Data listing
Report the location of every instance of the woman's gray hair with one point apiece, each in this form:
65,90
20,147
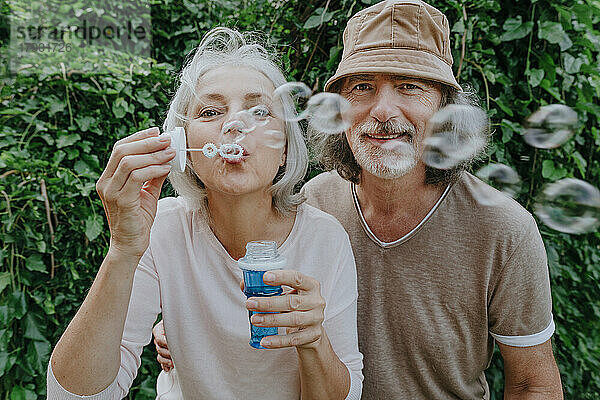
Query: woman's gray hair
333,152
224,46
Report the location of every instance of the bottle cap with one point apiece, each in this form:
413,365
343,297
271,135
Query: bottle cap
261,256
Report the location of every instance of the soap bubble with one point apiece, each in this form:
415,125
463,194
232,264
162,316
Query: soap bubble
570,205
458,134
502,177
550,126
298,92
274,139
328,113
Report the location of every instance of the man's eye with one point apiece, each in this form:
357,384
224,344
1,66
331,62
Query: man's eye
409,86
362,87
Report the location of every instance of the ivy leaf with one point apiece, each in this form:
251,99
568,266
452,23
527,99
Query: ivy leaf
514,28
67,140
554,33
319,17
120,107
145,97
535,76
93,227
580,161
572,64
4,280
503,106
17,304
547,168
31,329
35,263
85,122
7,360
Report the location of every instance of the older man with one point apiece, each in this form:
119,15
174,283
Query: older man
442,274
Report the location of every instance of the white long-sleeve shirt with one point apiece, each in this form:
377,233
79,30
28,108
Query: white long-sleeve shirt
188,276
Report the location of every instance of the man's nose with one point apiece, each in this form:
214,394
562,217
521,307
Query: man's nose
386,105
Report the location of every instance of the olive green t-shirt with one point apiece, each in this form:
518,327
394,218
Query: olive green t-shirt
430,308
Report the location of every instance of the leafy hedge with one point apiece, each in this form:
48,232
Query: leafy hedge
57,128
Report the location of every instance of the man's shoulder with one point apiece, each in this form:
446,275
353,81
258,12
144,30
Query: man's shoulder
320,220
322,190
489,207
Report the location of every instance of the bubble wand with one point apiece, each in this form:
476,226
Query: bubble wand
229,151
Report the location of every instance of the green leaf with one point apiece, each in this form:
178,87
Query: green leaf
535,76
503,106
93,227
554,33
572,64
67,140
35,263
85,122
580,162
17,304
506,134
83,169
146,98
514,28
120,107
319,17
547,168
7,360
31,329
5,317
4,280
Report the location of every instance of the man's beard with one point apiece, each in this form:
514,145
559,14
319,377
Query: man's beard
388,160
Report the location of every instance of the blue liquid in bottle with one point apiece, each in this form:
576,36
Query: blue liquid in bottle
261,256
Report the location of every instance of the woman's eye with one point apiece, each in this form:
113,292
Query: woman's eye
208,113
260,111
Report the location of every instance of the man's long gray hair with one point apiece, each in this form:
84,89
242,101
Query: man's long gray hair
333,152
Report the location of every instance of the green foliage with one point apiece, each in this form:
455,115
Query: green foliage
57,129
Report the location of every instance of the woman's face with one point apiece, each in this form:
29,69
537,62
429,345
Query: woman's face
223,92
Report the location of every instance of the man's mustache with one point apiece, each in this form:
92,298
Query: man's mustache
386,128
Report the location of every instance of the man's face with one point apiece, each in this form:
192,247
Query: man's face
389,118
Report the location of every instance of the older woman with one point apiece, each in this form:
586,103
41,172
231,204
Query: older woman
178,255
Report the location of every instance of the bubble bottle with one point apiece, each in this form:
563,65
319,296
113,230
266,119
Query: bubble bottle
261,256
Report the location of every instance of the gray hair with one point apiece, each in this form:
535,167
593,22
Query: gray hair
333,152
224,46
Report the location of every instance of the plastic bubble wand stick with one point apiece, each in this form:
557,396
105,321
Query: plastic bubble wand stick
229,151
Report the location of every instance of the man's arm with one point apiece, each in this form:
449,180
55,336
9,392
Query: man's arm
530,373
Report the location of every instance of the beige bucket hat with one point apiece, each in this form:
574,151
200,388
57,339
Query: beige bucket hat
409,38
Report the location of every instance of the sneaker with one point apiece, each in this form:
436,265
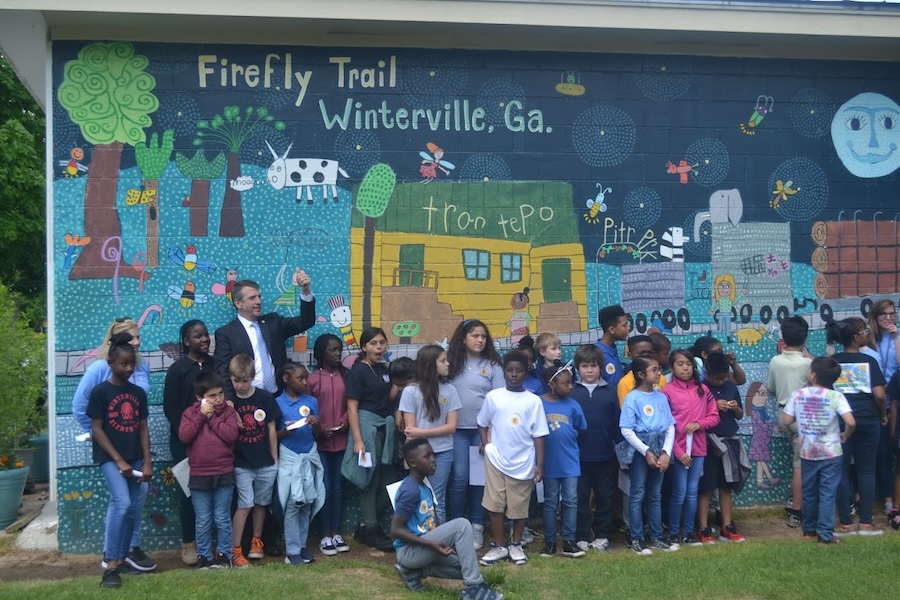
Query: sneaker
481,591
412,578
326,546
517,554
494,555
640,548
221,561
111,579
844,530
664,545
238,560
705,536
257,549
571,550
478,534
730,534
189,554
339,544
138,559
867,530
600,544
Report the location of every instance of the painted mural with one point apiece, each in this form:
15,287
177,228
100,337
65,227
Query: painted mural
419,188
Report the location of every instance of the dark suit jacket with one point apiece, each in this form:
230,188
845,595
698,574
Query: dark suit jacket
232,339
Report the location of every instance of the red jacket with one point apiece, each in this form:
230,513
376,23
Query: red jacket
329,389
210,442
687,407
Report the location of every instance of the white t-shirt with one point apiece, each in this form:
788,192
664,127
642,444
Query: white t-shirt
816,410
515,419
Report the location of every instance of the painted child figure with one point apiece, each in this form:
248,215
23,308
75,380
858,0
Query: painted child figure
255,457
425,546
816,409
562,467
117,409
209,430
512,426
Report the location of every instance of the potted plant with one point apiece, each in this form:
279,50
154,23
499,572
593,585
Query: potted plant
23,365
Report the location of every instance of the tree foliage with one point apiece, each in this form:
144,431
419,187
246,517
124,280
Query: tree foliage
22,198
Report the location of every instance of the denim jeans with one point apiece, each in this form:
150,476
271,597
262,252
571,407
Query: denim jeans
123,514
601,478
213,506
859,450
553,487
185,506
460,490
645,480
333,510
820,483
685,482
443,463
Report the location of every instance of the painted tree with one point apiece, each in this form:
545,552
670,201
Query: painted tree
232,130
109,95
153,160
372,200
201,171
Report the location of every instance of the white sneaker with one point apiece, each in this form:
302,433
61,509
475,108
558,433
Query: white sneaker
517,555
495,555
478,534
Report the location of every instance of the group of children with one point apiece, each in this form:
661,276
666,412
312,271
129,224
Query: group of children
571,427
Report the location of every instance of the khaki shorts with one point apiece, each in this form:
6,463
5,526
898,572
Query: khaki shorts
792,433
503,494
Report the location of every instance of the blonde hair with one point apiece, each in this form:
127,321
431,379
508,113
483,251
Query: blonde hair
123,325
726,278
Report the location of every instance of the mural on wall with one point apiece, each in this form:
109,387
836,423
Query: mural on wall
419,188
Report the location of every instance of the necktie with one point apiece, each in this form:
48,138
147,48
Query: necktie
266,360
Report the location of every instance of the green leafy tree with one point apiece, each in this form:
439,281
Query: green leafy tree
201,171
22,199
109,95
153,160
231,130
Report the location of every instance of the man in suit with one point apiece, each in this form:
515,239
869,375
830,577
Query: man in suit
261,336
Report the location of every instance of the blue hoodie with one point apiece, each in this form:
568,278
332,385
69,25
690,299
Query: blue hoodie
601,410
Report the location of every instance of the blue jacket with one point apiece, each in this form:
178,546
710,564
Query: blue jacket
601,410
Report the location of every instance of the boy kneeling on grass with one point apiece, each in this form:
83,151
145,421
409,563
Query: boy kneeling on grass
424,546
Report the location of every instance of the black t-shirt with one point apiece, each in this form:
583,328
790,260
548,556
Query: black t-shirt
256,412
121,409
727,423
859,374
371,386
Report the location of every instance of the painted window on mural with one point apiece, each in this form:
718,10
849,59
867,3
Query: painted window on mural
510,268
477,264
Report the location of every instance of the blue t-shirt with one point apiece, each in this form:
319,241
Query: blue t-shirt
300,440
415,503
561,455
727,423
612,370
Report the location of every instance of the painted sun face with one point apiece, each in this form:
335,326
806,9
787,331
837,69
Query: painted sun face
865,132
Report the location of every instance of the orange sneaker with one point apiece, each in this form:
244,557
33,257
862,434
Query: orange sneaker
256,549
238,560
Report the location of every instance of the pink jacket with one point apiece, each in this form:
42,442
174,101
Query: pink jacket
687,407
210,442
328,388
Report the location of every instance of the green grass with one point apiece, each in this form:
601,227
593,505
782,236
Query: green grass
756,569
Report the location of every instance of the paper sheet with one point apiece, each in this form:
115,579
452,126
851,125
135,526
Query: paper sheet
476,467
182,473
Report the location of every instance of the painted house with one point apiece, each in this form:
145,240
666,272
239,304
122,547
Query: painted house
444,156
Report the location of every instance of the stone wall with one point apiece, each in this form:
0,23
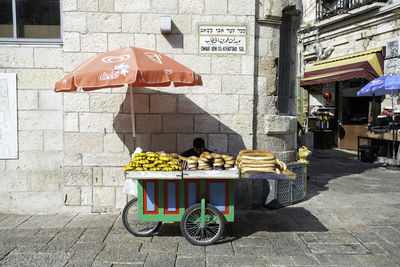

SET EXERCISE> Select and copy every line in the rows above that contains the word "hedge".

FULL SOLUTION>
Report the location of every instance of the leafy hedge with one point apiece, each in this form:
Query: leafy hedge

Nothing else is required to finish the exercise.